▶ **Tarefas solicitadas**:
a: Segundo o texto sobre investimentos em transmissão de energia, quanto o ministério de Minas e Energia estima investir até o final de 2024?
b: Resuma em duas frases o texto sobre investimentos em transmissão de energia.
c: Escreva a continuação do texto sobre investimentos em transmissão de energia a partir do ponto em que ele termina.

▶ **Texto fornecido**:
---+---
Adriano Pires aponta que solidez e estabilidade para consumidores podem influenciar em período eleitoral

Por Reprodução | Enervision

04/02/2024 - 0:00 h
Adriano Pires é sócio-fundador do CBIE (Centro Brasileiro de Infraestrutura)
Adriano Pires é sócio-fundador do CBIE (Centro Brasileiro de Infraestrutura) -

O ministério de Minas e Energia estima um investimento de R$ 60 bilhões até o final de 2024 em linhas de transmissão de energia. A estratégia é considerada um equívoco, já que as estruturas serão subutilizadas. Esta é a avaliação de Adriano Pires, sócio-fundador do CBIE (Centro Brasileiro de Infraestrutura).
---+---
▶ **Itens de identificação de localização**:
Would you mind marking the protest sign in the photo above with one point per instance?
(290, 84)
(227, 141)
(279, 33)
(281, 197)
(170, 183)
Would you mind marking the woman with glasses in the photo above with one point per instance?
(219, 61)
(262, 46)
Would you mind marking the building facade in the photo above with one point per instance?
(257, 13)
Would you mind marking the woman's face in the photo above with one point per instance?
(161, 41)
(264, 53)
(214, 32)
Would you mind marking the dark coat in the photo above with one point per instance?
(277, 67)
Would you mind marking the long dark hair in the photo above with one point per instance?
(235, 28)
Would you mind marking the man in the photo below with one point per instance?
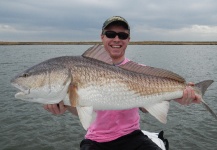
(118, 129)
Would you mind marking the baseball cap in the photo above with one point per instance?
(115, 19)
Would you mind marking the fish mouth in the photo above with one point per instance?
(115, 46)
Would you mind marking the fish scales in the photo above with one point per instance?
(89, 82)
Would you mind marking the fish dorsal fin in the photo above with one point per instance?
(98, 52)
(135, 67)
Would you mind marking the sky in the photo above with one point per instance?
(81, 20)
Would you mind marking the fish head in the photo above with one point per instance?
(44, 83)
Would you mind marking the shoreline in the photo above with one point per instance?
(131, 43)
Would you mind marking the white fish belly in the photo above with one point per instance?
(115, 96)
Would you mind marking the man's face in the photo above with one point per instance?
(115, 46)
---+---
▶ **Respostas finais**:
a: R$ 60 bilhões.

b: O ministério de Minas e Energia estima investir R$ 60 bilhões em linhas de transmissão de energia até o final de 2024. Adriano Pires, sócio-fundador do CBIE, avalia essa estratégia como um equívoco, já que as estruturas serão subutilizadas.

c:
“Linhas de transmissão não geram energia. Linhas de transmissão transportam energia. E a gente precisa de geração de energia”, explica o especialista do setor elétrico. A solidez da geração de energia é fundamental para proporcionar estabilidade aos consumidores que sofrem com constantes apagões em diversas regiões do país, fato que vai impactar diretamente as eleições municipais que vão ocorrer neste ano. O tema foi tratado por Adriano Pires em entrevista exclusiva ao EnerVision, reproduzida por A TARDE. Confira:

O Ministério de Minas e Energia prevê um investimento de R$ 60 bilhões em transmissão de energia até o final de 2024. Qual é a sua avaliação sobre esta estratégia do governo federal?

Você vai acabar construindo linhas de transmissão que vão ser subutilizadas, dado que vão ser construídas para transportar energia solar e eólica, que são energias intermitentes. É um equívoco do governo federal, do Ministério de Minas e Energia (MME). Linhas de transmissão não geram energia. Linhas de transmissão transportam energia. E a gente precisa de geração de energia, principalmente, energia despachável como são as das térmicas para dar segurança ao sistema.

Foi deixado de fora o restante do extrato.